→ **WHAT IS NEEDED**:
Gather every line from the rows below that contains the string "strap", and copy each of those lines in full. Case counts.
-------- TASK MATERIAL --------
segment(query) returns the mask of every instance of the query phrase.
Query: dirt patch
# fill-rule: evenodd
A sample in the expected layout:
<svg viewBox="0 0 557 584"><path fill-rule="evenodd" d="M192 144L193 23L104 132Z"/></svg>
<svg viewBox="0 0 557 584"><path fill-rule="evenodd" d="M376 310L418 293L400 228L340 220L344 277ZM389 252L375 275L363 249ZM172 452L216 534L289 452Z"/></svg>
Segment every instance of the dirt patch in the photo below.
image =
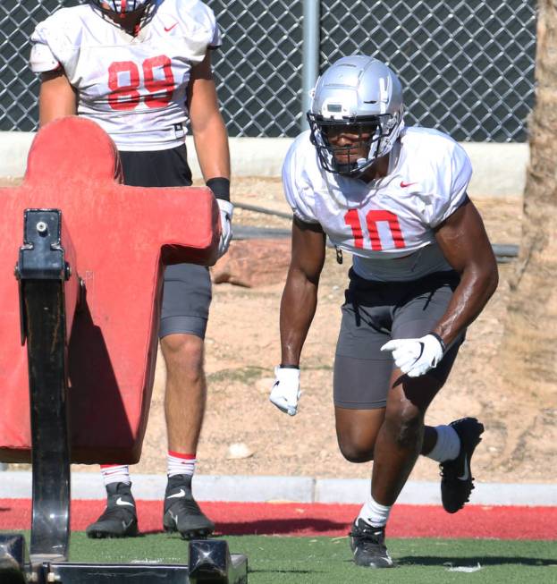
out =
<svg viewBox="0 0 557 584"><path fill-rule="evenodd" d="M4 184L6 184L5 182ZM232 198L238 202L276 211L288 211L280 182L274 179L236 181ZM476 201L494 243L518 243L521 201L481 199ZM287 219L236 208L234 224L289 228ZM257 245L255 242L252 243ZM236 260L249 243L233 243ZM351 464L336 444L332 402L332 369L340 324L340 309L350 258L335 261L327 251L319 289L319 304L302 355L302 390L299 414L290 418L268 402L273 368L279 362L279 303L286 274L283 243L266 244L260 256L273 261L267 282L255 287L219 284L207 334L207 413L198 454L198 472L224 475L304 475L366 478L369 464ZM232 257L232 254L231 254ZM279 261L280 260L280 261ZM218 267L215 270L219 269ZM500 266L501 284L495 296L470 327L451 377L432 404L426 422L447 423L465 415L477 416L485 425L484 441L475 457L474 473L480 481L551 482L557 452L557 410L554 403L525 402L502 386L494 359L502 338L502 323L509 296L512 264ZM159 359L151 415L141 462L133 472L164 472L166 436L163 419L165 370ZM527 431L514 431L513 417L530 420ZM549 441L548 436L553 436ZM229 458L229 446L243 443L251 454ZM511 458L502 459L503 452ZM96 470L97 467L78 467ZM436 480L437 466L420 459L411 478Z"/></svg>

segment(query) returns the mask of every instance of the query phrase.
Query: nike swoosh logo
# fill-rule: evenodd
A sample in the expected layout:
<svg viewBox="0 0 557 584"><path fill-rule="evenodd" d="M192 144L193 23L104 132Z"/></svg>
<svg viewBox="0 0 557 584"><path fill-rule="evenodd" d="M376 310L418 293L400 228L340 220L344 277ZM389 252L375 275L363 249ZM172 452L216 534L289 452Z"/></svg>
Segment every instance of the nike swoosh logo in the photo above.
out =
<svg viewBox="0 0 557 584"><path fill-rule="evenodd" d="M464 455L464 474L461 477L457 477L459 480L468 480L470 478L470 473L468 470L468 454Z"/></svg>
<svg viewBox="0 0 557 584"><path fill-rule="evenodd" d="M174 493L173 495L169 495L166 498L167 499L181 499L181 497L186 496L186 492L183 490L183 488L181 488L178 493Z"/></svg>

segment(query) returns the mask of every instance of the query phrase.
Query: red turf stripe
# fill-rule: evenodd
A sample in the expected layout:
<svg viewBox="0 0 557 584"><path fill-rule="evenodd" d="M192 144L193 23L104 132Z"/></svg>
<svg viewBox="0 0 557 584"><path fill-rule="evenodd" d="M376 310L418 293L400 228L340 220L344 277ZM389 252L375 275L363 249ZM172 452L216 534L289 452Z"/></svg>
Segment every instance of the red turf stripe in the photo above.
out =
<svg viewBox="0 0 557 584"><path fill-rule="evenodd" d="M73 501L72 529L82 530L104 509L103 501ZM323 504L203 503L218 533L224 535L329 536L347 534L359 505ZM0 529L30 526L29 499L0 499ZM162 529L163 504L139 501L139 529ZM395 505L389 519L390 537L494 537L557 539L557 507L482 507L467 505L450 515L434 505Z"/></svg>

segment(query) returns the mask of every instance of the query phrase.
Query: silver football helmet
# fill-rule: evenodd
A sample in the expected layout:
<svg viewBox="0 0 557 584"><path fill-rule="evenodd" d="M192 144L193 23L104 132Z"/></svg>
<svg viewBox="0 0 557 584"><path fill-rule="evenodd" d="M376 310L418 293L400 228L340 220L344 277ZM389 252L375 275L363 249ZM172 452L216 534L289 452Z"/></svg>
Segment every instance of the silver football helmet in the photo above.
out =
<svg viewBox="0 0 557 584"><path fill-rule="evenodd" d="M373 163L392 148L402 119L402 86L387 65L363 55L342 57L317 80L308 121L311 140L317 149L322 167L329 173L360 176ZM350 148L333 147L327 134L334 126L350 126L365 140L366 157L350 159ZM363 140L363 139L362 139ZM334 154L348 155L348 164L339 164Z"/></svg>
<svg viewBox="0 0 557 584"><path fill-rule="evenodd" d="M90 2L105 13L126 14L152 4L154 0L90 0Z"/></svg>

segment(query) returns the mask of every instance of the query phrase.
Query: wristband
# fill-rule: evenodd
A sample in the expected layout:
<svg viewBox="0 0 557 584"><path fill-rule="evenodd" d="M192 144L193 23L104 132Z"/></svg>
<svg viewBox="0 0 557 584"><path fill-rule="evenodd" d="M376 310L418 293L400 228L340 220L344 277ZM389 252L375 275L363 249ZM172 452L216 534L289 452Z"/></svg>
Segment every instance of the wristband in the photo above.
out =
<svg viewBox="0 0 557 584"><path fill-rule="evenodd" d="M216 199L230 200L230 181L228 179L224 176L217 176L207 181L206 184L213 191Z"/></svg>

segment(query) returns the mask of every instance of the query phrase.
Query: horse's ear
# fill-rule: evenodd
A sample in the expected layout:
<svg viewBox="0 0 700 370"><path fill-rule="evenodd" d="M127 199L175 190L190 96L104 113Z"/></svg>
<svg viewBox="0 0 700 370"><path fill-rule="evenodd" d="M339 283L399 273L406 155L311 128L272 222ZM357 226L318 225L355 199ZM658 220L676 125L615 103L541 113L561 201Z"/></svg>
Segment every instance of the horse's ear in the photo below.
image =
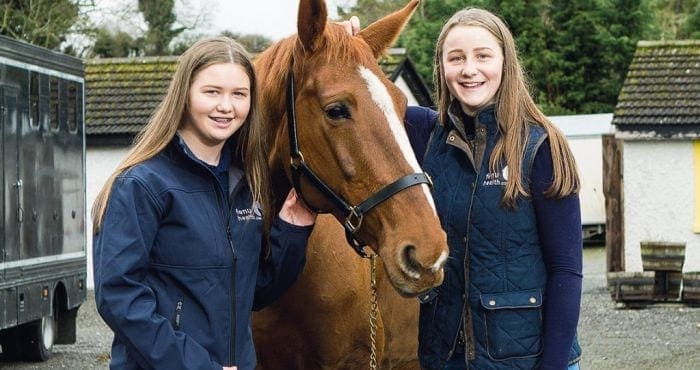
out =
<svg viewBox="0 0 700 370"><path fill-rule="evenodd" d="M372 48L374 56L379 58L386 49L394 44L419 2L419 0L412 0L403 9L370 24L367 28L360 31L357 36L364 39L369 47Z"/></svg>
<svg viewBox="0 0 700 370"><path fill-rule="evenodd" d="M327 17L328 10L325 0L299 1L297 33L305 51L314 51L319 46Z"/></svg>

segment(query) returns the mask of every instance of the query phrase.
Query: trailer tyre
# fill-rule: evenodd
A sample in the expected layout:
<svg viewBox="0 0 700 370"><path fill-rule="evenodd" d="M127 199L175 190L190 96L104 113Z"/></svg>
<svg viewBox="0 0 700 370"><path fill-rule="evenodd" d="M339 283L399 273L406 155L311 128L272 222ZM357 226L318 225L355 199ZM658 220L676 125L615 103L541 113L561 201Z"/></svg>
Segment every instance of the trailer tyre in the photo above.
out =
<svg viewBox="0 0 700 370"><path fill-rule="evenodd" d="M22 345L20 328L10 328L0 332L0 346L2 346L2 358L4 361L22 360Z"/></svg>
<svg viewBox="0 0 700 370"><path fill-rule="evenodd" d="M25 358L30 361L46 361L51 354L56 338L56 320L54 316L45 316L41 320L27 323L25 328Z"/></svg>

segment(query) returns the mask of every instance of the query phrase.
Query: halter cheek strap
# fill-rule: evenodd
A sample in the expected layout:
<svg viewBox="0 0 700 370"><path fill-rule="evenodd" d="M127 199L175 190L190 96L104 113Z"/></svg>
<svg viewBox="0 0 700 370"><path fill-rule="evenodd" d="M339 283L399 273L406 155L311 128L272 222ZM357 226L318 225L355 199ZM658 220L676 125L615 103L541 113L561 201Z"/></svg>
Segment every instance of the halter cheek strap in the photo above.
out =
<svg viewBox="0 0 700 370"><path fill-rule="evenodd" d="M343 222L343 227L345 228L345 238L348 244L363 258L367 258L368 255L364 251L364 247L367 245L364 241L360 240L356 233L362 227L362 221L365 214L369 212L372 208L376 207L385 200L391 198L394 194L400 192L401 190L407 189L413 185L428 184L432 187L432 181L427 174L412 173L399 178L393 183L383 187L378 192L372 194L367 199L362 201L356 206L350 205L346 202L340 195L338 195L333 189L331 189L323 180L321 180L318 175L306 164L304 160L304 155L299 149L299 138L297 136L297 122L296 122L296 111L294 106L295 92L294 92L294 63L289 67L289 74L287 75L287 131L289 131L289 149L291 158L291 169L292 169L292 182L297 194L306 203L307 206L311 207L317 213L328 213L327 210L320 210L312 207L309 202L304 198L304 193L301 190L301 176L305 176L311 184L321 192L326 198L328 198L333 205L339 209L345 215L345 222Z"/></svg>

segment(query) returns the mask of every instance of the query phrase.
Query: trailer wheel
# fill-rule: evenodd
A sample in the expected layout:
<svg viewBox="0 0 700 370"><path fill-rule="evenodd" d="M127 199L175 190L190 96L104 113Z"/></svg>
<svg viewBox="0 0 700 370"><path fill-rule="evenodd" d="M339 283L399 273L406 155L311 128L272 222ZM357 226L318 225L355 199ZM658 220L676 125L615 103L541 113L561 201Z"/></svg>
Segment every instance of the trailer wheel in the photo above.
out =
<svg viewBox="0 0 700 370"><path fill-rule="evenodd" d="M0 331L0 346L2 346L2 358L5 361L17 361L22 359L22 346L20 343L20 328L10 328Z"/></svg>
<svg viewBox="0 0 700 370"><path fill-rule="evenodd" d="M25 324L25 342L22 352L27 360L46 361L51 354L56 338L54 316L44 316L40 320Z"/></svg>

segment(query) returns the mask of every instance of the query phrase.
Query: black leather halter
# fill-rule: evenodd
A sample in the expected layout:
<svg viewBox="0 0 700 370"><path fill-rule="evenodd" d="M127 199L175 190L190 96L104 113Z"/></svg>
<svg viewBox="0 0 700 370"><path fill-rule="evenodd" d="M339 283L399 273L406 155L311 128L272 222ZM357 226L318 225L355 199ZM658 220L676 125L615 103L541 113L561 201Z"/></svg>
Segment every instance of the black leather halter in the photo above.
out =
<svg viewBox="0 0 700 370"><path fill-rule="evenodd" d="M294 109L294 72L293 63L289 68L289 74L287 75L287 124L289 131L289 149L291 156L291 168L292 168L292 181L294 182L294 188L297 194L304 200L307 206L310 206L306 199L304 199L303 193L301 191L301 176L306 176L311 184L320 191L324 196L330 199L333 204L340 209L340 211L345 215L345 222L343 222L343 227L345 228L345 237L348 240L350 246L359 254L361 257L368 257L364 251L364 246L367 243L359 240L355 235L357 231L362 227L362 220L367 212L378 204L384 202L385 200L391 198L394 194L409 188L413 185L428 184L432 187L432 181L430 177L425 173L412 173L401 177L400 179L394 181L393 183L385 186L378 192L372 194L369 198L362 201L360 204L353 206L348 204L342 197L340 197L336 192L333 191L323 180L321 180L316 173L309 168L304 161L304 155L299 150L299 141L297 138L297 122L296 113ZM318 213L329 213L328 210L314 209Z"/></svg>

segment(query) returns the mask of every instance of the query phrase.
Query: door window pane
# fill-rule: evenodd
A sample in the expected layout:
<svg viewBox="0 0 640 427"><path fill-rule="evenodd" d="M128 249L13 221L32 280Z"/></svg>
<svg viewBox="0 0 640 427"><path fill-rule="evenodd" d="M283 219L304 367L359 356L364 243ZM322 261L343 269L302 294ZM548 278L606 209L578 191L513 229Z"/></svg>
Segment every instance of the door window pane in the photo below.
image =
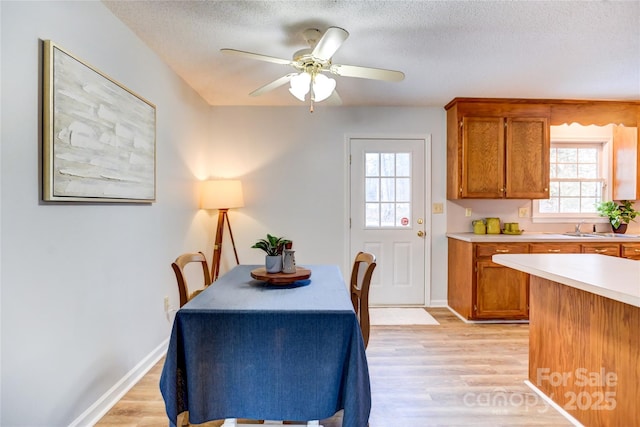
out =
<svg viewBox="0 0 640 427"><path fill-rule="evenodd" d="M411 153L369 152L365 164L365 226L410 226Z"/></svg>

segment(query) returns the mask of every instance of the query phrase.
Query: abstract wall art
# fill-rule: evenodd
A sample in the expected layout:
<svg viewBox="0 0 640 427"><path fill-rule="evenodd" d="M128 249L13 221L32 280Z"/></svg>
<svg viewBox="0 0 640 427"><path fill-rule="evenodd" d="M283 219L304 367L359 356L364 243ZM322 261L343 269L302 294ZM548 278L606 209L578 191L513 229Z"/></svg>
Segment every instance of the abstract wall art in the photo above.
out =
<svg viewBox="0 0 640 427"><path fill-rule="evenodd" d="M42 199L151 203L156 107L44 41Z"/></svg>

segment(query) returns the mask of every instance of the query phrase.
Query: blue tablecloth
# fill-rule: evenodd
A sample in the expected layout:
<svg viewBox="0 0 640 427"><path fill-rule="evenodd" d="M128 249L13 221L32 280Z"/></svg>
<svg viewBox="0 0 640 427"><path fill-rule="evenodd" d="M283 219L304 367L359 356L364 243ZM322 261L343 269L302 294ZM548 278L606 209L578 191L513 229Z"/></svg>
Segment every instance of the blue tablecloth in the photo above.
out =
<svg viewBox="0 0 640 427"><path fill-rule="evenodd" d="M171 425L223 418L320 420L344 409L366 427L369 371L358 320L337 266L268 285L240 265L177 314L160 379Z"/></svg>

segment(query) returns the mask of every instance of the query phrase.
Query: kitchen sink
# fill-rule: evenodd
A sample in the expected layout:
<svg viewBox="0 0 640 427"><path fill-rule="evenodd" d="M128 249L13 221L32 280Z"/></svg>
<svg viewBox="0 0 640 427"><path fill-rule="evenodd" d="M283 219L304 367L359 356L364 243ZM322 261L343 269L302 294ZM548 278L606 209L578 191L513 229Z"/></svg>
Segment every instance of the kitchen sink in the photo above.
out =
<svg viewBox="0 0 640 427"><path fill-rule="evenodd" d="M613 233L611 233L613 234ZM565 236L571 236L571 237L600 237L600 238L605 238L605 237L609 237L607 235L604 234L597 234L597 233L580 233L577 231L568 231L566 233L564 233Z"/></svg>
<svg viewBox="0 0 640 427"><path fill-rule="evenodd" d="M575 231L567 231L566 233L562 234L563 236L569 236L569 237L585 237L585 238L627 238L627 239L637 239L640 238L640 235L638 234L621 234L621 233L579 233L579 232L575 232Z"/></svg>

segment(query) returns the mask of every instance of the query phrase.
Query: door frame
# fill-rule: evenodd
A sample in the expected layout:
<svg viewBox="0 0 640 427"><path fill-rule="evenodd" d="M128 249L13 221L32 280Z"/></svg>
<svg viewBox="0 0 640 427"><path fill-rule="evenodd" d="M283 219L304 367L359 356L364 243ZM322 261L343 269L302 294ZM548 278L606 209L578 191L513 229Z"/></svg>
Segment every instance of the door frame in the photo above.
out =
<svg viewBox="0 0 640 427"><path fill-rule="evenodd" d="M351 155L351 140L352 139L422 139L424 140L424 165L425 165L425 173L424 173L424 301L420 307L429 307L431 305L431 247L432 247L432 217L431 217L431 175L433 173L433 168L431 165L431 150L432 150L432 135L421 134L421 133L348 133L345 134L344 137L344 225L343 231L344 235L348 236L344 239L344 248L343 253L345 254L344 260L344 271L346 273L347 280L351 274L351 267L353 266L353 260L351 258L351 227L350 227L350 219L351 219L351 164L350 164L350 155ZM348 283L347 283L348 285Z"/></svg>

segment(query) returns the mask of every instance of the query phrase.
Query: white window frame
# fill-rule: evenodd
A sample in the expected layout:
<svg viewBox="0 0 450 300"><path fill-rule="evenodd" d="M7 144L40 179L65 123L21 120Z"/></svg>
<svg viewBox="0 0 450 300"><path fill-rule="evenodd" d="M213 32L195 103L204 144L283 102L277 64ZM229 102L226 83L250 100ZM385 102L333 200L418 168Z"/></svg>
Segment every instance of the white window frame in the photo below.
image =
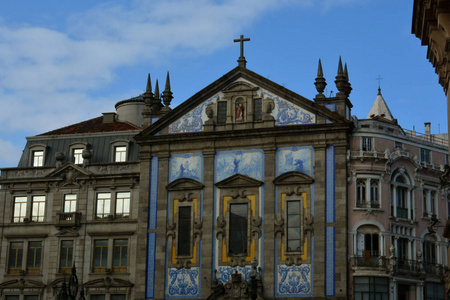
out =
<svg viewBox="0 0 450 300"><path fill-rule="evenodd" d="M30 147L28 147L28 149L30 152L29 157L28 157L28 162L29 162L28 165L30 167L35 167L35 168L45 166L45 154L46 154L47 146L44 144L33 144ZM42 158L38 164L35 164L35 162L34 162L36 152L42 152Z"/></svg>
<svg viewBox="0 0 450 300"><path fill-rule="evenodd" d="M361 137L361 151L371 152L375 149L374 140L371 136L362 136ZM370 148L370 149L368 149Z"/></svg>
<svg viewBox="0 0 450 300"><path fill-rule="evenodd" d="M116 163L123 163L123 162L128 162L129 161L129 156L130 156L130 144L131 141L129 140L124 140L124 139L119 139L119 140L114 140L111 142L111 162L116 162ZM116 157L116 149L117 147L126 147L125 150L125 157L121 156L120 160L117 160Z"/></svg>
<svg viewBox="0 0 450 300"><path fill-rule="evenodd" d="M82 165L84 162L83 159L83 151L86 150L88 147L88 143L81 143L81 142L77 142L77 143L72 143L69 145L69 161L72 162L73 164L76 165ZM75 158L75 150L81 150L81 159L80 161L76 161Z"/></svg>
<svg viewBox="0 0 450 300"><path fill-rule="evenodd" d="M420 161L423 163L431 164L431 150L426 148L420 148Z"/></svg>
<svg viewBox="0 0 450 300"><path fill-rule="evenodd" d="M37 197L43 197L44 203L43 203L43 215L36 215L35 211L35 205L34 205L34 199L37 200ZM19 218L19 221L14 221L15 217L15 207L16 207L16 199L17 198L26 198L27 201L25 202L25 216L21 216ZM41 201L39 201L41 202ZM38 205L38 212L40 210L42 205ZM11 205L11 223L28 223L28 222L36 222L36 223L43 223L46 222L47 219L47 195L45 194L33 194L33 195L17 195L12 197L12 205ZM37 218L35 220L35 217ZM20 220L21 219L21 220Z"/></svg>
<svg viewBox="0 0 450 300"><path fill-rule="evenodd" d="M378 207L372 207L372 202L374 202L374 200L376 199L372 199L372 193L371 193L371 188L372 188L372 181L378 181ZM365 189L365 194L364 194L364 199L362 203L359 203L358 201L358 188L359 188L359 182L363 182L364 183L364 189ZM356 181L355 181L355 207L356 208L371 208L371 209L381 209L382 208L382 201L381 201L381 178L380 176L374 176L374 175L357 175L356 176Z"/></svg>
<svg viewBox="0 0 450 300"><path fill-rule="evenodd" d="M121 194L125 194L128 193L129 197L124 197L124 195ZM109 212L104 212L103 213L103 217L98 217L97 216L97 212L98 212L98 196L99 194L109 194L110 198L109 198ZM132 197L133 197L133 193L131 192L131 190L108 190L108 191L98 191L95 194L95 208L94 208L94 219L96 220L107 220L107 219L128 219L131 217L131 209L132 209ZM105 198L106 199L106 198ZM120 199L128 199L128 212L126 213L119 213L117 211L117 209L120 207L120 205L118 205L118 200Z"/></svg>

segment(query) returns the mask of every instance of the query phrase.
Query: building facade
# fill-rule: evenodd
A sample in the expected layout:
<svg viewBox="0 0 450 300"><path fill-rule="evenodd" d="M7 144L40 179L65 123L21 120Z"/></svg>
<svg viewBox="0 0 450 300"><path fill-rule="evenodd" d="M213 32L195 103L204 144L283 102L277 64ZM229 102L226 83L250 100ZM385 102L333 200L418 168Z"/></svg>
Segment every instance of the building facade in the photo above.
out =
<svg viewBox="0 0 450 300"><path fill-rule="evenodd" d="M147 299L247 298L252 263L259 299L346 299L347 78L311 101L240 62L173 110L148 84Z"/></svg>
<svg viewBox="0 0 450 300"><path fill-rule="evenodd" d="M381 91L355 119L349 160L349 296L444 299L448 138L405 131ZM446 299L446 297L445 297Z"/></svg>
<svg viewBox="0 0 450 300"><path fill-rule="evenodd" d="M56 299L73 266L87 299L139 298L143 106L29 137L18 167L1 169L2 299Z"/></svg>

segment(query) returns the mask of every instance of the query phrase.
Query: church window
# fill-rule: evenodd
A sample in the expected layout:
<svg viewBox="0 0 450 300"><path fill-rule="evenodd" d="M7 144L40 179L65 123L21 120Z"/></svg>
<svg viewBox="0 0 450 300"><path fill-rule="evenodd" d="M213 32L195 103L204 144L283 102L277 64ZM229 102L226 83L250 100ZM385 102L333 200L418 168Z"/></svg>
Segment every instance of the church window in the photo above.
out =
<svg viewBox="0 0 450 300"><path fill-rule="evenodd" d="M361 149L362 151L372 151L373 150L373 138L372 137L361 137Z"/></svg>
<svg viewBox="0 0 450 300"><path fill-rule="evenodd" d="M24 222L27 216L27 197L14 197L13 222Z"/></svg>
<svg viewBox="0 0 450 300"><path fill-rule="evenodd" d="M287 201L287 252L301 251L300 201Z"/></svg>
<svg viewBox="0 0 450 300"><path fill-rule="evenodd" d="M178 207L178 239L177 239L177 255L191 255L191 227L192 227L192 207Z"/></svg>
<svg viewBox="0 0 450 300"><path fill-rule="evenodd" d="M108 240L94 241L94 273L105 272L108 267Z"/></svg>
<svg viewBox="0 0 450 300"><path fill-rule="evenodd" d="M41 273L42 242L28 243L27 273Z"/></svg>
<svg viewBox="0 0 450 300"><path fill-rule="evenodd" d="M44 165L44 150L35 150L32 154L33 167L42 167Z"/></svg>
<svg viewBox="0 0 450 300"><path fill-rule="evenodd" d="M230 204L230 231L229 251L230 255L247 253L248 231L248 204Z"/></svg>
<svg viewBox="0 0 450 300"><path fill-rule="evenodd" d="M23 242L12 242L9 245L8 273L19 274L22 270Z"/></svg>
<svg viewBox="0 0 450 300"><path fill-rule="evenodd" d="M427 164L431 163L431 151L428 149L420 148L420 161Z"/></svg>
<svg viewBox="0 0 450 300"><path fill-rule="evenodd" d="M225 124L227 122L227 102L217 102L217 124Z"/></svg>
<svg viewBox="0 0 450 300"><path fill-rule="evenodd" d="M126 146L115 146L114 147L114 162L125 162L127 161L127 147Z"/></svg>
<svg viewBox="0 0 450 300"><path fill-rule="evenodd" d="M77 211L77 195L67 194L64 195L64 212L75 212Z"/></svg>
<svg viewBox="0 0 450 300"><path fill-rule="evenodd" d="M73 265L73 241L61 241L59 271L70 273Z"/></svg>
<svg viewBox="0 0 450 300"><path fill-rule="evenodd" d="M254 99L253 100L253 121L261 121L262 120L262 100Z"/></svg>
<svg viewBox="0 0 450 300"><path fill-rule="evenodd" d="M31 220L34 222L44 222L45 218L45 196L32 197Z"/></svg>
<svg viewBox="0 0 450 300"><path fill-rule="evenodd" d="M128 265L128 240L114 240L113 272L125 273Z"/></svg>

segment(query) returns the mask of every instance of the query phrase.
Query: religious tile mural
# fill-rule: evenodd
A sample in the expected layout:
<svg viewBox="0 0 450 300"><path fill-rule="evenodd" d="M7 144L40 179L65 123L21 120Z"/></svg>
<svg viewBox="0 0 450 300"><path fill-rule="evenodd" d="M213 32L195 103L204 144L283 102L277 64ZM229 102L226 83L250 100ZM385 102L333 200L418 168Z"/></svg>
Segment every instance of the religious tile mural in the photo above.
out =
<svg viewBox="0 0 450 300"><path fill-rule="evenodd" d="M203 131L203 124L208 120L205 108L211 103L216 103L218 98L218 95L209 98L189 113L170 124L169 134Z"/></svg>
<svg viewBox="0 0 450 300"><path fill-rule="evenodd" d="M262 170L262 150L218 152L216 155L215 182L238 173L262 181Z"/></svg>
<svg viewBox="0 0 450 300"><path fill-rule="evenodd" d="M262 94L274 101L275 107L271 115L275 118L276 126L315 124L316 115L294 103L281 99L273 94L263 91Z"/></svg>
<svg viewBox="0 0 450 300"><path fill-rule="evenodd" d="M277 150L277 176L297 171L314 177L313 159L314 150L306 147L284 147Z"/></svg>
<svg viewBox="0 0 450 300"><path fill-rule="evenodd" d="M312 296L311 265L277 266L276 297Z"/></svg>
<svg viewBox="0 0 450 300"><path fill-rule="evenodd" d="M167 276L166 297L199 297L200 281L199 268L176 269L170 268Z"/></svg>
<svg viewBox="0 0 450 300"><path fill-rule="evenodd" d="M203 157L200 153L180 154L170 157L170 178L172 182L179 178L191 178L203 181Z"/></svg>

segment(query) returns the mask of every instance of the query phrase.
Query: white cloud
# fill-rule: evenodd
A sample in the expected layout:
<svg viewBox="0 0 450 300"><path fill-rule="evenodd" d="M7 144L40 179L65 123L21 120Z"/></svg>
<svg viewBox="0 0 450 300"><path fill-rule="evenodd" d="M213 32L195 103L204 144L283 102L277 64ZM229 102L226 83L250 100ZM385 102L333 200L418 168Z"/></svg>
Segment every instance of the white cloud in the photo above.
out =
<svg viewBox="0 0 450 300"><path fill-rule="evenodd" d="M0 23L0 134L42 133L79 122L92 112L93 101L97 111L109 111L111 100L96 99L90 92L111 83L118 67L158 63L161 57L183 52L212 53L271 10L317 4L312 0L135 0L127 6L105 2L74 14L66 31ZM0 143L3 149L14 148L7 141Z"/></svg>
<svg viewBox="0 0 450 300"><path fill-rule="evenodd" d="M2 167L15 167L22 155L22 149L10 141L0 139L0 163Z"/></svg>

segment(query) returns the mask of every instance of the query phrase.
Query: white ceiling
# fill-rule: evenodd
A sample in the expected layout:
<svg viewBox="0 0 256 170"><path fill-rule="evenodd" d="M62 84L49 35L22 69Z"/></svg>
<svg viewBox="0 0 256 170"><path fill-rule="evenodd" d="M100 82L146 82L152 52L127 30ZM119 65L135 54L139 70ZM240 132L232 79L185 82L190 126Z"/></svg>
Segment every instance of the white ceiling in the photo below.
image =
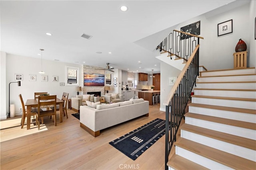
--------
→ **ANSWER TO THIS PROBLEM**:
Query: halter cheek strap
Segment every instance of the halter cheek strap in the photo above.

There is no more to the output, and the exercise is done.